Still, it must be said that the main characters, especially Annie, are well drawn and that, rather shockingly, the picture does not quite take the standard Hollywood view that marriages, families, friendships and all manner of obligations in the world are but as the grass of the field before the scythe of “feeling.” Nor is Annie’s compulsion to boss people around and make everything right viewed without humor and irony. After the accident, in which Grace’s best friend is killed and she loses part of a leg, Annie gets particularly wound up as—typically, we gather—she takes charge of everything and everybody. Finally her loving and much nicer husband, Robert (Sam Neill), tells her: “You know, Annie, this didn’t just happen to you.”

Later, in a moment of weakness as she is falling in love with him, Annie says to Tom: “The more I try to fix things, the more they fall apart.”

“Maybe you should let ’em fall,” says the old cowboy.

“I can’t.”

“Why not?”

_RECORDS TO USE_
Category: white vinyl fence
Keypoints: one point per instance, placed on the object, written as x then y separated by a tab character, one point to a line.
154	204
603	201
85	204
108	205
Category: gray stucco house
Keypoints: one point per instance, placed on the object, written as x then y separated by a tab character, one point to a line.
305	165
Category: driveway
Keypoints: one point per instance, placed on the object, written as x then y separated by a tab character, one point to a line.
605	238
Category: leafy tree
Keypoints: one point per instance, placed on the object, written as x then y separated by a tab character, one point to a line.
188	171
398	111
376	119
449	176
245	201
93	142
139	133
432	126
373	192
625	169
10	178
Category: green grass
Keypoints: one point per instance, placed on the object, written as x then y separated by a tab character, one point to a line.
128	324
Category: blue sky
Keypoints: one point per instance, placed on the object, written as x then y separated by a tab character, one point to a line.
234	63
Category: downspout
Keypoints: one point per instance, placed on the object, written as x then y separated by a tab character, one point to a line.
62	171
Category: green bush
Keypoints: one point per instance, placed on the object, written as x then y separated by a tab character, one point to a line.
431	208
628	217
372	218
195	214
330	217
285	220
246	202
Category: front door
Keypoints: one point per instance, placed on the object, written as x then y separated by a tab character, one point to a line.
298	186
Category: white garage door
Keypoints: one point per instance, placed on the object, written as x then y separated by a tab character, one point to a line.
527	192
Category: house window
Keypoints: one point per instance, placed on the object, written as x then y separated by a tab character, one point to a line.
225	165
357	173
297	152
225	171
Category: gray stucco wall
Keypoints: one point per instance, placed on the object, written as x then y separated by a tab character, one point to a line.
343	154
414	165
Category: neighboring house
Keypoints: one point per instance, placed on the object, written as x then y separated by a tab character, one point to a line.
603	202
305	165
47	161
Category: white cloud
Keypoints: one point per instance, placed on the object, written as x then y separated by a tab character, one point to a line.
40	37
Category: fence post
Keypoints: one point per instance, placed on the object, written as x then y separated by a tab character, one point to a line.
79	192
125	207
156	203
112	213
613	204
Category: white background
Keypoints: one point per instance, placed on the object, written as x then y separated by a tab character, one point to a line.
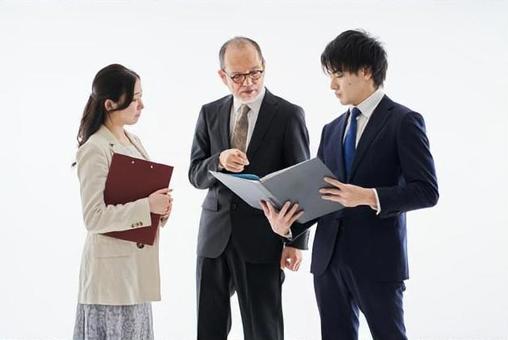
447	60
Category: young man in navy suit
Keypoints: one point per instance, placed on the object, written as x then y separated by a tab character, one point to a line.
379	153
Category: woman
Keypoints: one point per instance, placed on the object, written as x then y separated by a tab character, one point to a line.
118	279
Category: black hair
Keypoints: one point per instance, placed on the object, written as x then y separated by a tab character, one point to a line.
239	41
353	50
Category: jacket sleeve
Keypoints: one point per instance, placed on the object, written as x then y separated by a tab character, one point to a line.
201	158
93	169
419	188
296	150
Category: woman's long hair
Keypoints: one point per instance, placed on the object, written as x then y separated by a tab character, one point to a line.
114	82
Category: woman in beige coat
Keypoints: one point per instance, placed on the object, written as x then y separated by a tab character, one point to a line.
118	279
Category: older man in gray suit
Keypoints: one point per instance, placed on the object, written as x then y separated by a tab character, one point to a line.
251	130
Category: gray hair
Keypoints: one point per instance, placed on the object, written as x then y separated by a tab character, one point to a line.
239	42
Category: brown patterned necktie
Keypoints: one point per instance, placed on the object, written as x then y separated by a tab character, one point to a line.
239	137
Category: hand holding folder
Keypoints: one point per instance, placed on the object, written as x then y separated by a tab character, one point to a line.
299	183
130	179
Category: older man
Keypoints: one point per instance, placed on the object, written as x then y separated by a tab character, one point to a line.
251	130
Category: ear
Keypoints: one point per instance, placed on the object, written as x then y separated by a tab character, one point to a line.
223	76
110	105
366	73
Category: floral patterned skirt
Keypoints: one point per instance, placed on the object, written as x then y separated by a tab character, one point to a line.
101	322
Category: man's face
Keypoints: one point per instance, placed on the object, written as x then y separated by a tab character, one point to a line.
352	88
240	61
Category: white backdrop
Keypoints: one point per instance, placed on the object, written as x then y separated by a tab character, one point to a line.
447	60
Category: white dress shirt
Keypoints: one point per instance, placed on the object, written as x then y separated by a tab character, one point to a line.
366	108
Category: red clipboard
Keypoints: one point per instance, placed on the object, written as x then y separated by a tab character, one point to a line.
130	179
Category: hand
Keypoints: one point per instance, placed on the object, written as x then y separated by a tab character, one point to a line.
347	194
159	201
233	160
281	221
166	215
291	258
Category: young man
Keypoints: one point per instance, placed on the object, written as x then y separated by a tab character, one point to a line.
255	131
380	156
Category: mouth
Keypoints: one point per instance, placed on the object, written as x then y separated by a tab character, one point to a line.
249	92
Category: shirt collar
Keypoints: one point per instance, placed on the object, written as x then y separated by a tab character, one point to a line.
370	103
255	105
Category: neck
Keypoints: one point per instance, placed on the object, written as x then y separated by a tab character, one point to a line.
366	95
117	131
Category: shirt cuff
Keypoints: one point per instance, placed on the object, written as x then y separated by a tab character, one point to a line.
378	205
289	235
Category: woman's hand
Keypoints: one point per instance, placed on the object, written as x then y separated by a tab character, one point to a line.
159	201
166	215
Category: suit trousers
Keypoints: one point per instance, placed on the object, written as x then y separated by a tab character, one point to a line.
258	287
340	294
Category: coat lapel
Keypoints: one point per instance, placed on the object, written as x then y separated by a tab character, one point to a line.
267	111
224	116
374	126
335	150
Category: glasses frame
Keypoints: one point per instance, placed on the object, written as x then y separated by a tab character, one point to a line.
239	78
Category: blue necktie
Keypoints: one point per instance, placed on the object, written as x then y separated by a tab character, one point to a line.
349	145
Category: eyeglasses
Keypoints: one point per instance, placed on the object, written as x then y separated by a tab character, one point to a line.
239	78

_GOALS_
**1.** Extract the passage of the film review between "Later, in a" and "the old cowboy.", inclusive, copying it word for word.
**2.** Pull out every line of the rows that contains the string "necktie", treating uppercase and lowercase letters as distinct.

_RESULTS OF THE EXERCISE_
**1.**
Later, in a moment of weakness as she is falling in love with him, Annie says to Tom: “The more I try to fix things, the more they fall apart.”

“Maybe you should let ’em fall,” says the old cowboy.

**2.**
Category: brown patterned necktie
Category: blue necktie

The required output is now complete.